> _What is being asked_: Set down each line of the data below exactly as it stands, dropping the pictures.

[Saved data entries]
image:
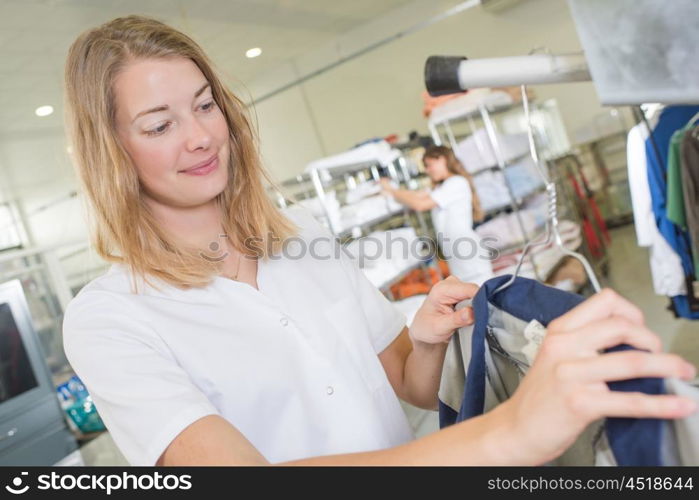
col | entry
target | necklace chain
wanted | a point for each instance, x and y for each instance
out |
(237, 269)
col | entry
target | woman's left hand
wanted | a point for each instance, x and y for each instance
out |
(436, 320)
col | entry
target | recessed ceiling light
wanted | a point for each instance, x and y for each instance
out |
(44, 110)
(254, 52)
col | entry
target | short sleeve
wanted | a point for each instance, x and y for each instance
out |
(454, 189)
(143, 396)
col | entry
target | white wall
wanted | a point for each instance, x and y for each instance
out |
(375, 94)
(378, 93)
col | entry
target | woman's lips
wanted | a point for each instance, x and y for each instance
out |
(204, 169)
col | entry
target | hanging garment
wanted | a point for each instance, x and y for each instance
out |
(689, 167)
(665, 265)
(593, 242)
(485, 363)
(671, 119)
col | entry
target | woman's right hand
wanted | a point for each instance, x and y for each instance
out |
(565, 389)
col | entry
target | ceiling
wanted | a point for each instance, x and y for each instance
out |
(35, 36)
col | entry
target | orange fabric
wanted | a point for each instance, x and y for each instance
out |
(429, 102)
(416, 283)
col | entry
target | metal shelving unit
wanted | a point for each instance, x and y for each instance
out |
(344, 175)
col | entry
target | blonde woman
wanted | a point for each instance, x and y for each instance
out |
(454, 206)
(213, 339)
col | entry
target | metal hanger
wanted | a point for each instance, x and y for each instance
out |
(552, 217)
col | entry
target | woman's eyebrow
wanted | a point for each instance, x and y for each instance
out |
(165, 107)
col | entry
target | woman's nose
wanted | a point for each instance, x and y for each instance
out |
(198, 137)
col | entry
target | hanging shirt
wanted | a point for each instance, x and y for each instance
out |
(665, 265)
(292, 365)
(671, 119)
(485, 363)
(453, 223)
(690, 188)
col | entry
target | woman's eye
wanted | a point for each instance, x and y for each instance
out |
(208, 106)
(158, 130)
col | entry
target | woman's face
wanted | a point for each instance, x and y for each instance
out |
(436, 168)
(172, 129)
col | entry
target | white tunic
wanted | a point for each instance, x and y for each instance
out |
(453, 222)
(292, 365)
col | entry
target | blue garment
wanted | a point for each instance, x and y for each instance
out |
(672, 118)
(633, 441)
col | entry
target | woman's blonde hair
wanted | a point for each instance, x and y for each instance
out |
(454, 166)
(125, 230)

> _Solution to this exercise_:
image:
col | entry
target | necklace chain
wanted | a point for each instance, x and y for each instance
out |
(237, 269)
col | entry
target | woman's left hand
wanted | a point for each instance, x and y for each instance
out |
(436, 320)
col | entry
target | recessed ceiling light
wanted | a point for each instance, x and y for each instance
out |
(44, 110)
(254, 52)
col | entry
target | short sleeve
wanted | a point for each instance, x and y for each instance
out |
(454, 189)
(143, 396)
col | entry
target | white wall
wanted | a point for each instance, x and y for each instance
out |
(375, 94)
(378, 93)
col | entry
target | woman's lips
wanted | a point for each instance, x and y for each instance
out |
(204, 169)
col | entry
target | hanging garment
wanted | a point for each instance, x and y for each instance
out |
(689, 167)
(665, 265)
(593, 242)
(485, 363)
(671, 119)
col | entry
target | woman's right hand
wanted | a point for each instance, x and y for each instance
out |
(565, 389)
col | entry
target | ceiling
wanted | a point for each instance, x and y for each instance
out |
(35, 36)
col | entry
target | orange fabric
wanted | a point for each instance, x and y for each instance
out |
(429, 102)
(416, 283)
col | entry
target | metal shelving unit
wanted | a point for each instance, x and y for each instance
out |
(344, 175)
col | entry
target | blonde woman
wanted | a point for each instance, x and y for each instance
out |
(454, 206)
(213, 339)
col | entry
target | metal hanger
wanted | a point for each instance, x and y for each instance
out |
(552, 217)
col | entry
target | woman's eyebrow
wanted | a point for each instance, x and y for each instance
out |
(165, 107)
col | entry
target | woman's nose
wanted | a point for each instance, x and y for each instance
out |
(198, 137)
col | entry
target | hanging shirt
wanted | a point for each instance, x and y for each instance
out |
(665, 265)
(292, 365)
(671, 119)
(485, 363)
(453, 223)
(690, 188)
col | entry
target | woman's eye
wanted | a point for each instance, x and y for each instance
out |
(208, 106)
(158, 130)
col | entry
target | woman's face
wanted | a point for each instance, x and y for each instance
out |
(436, 168)
(172, 129)
col | entry
target | white tunic
wanted | a point for each instance, x and y for each instance
out |
(453, 222)
(292, 365)
col | entry
target | blue garment
wanted | a point for each instance, x and y for each instance
out |
(672, 118)
(633, 441)
col | entry
target | woman's blonde hair
wanted | a point for each instance, x and y for each instance
out |
(454, 166)
(125, 230)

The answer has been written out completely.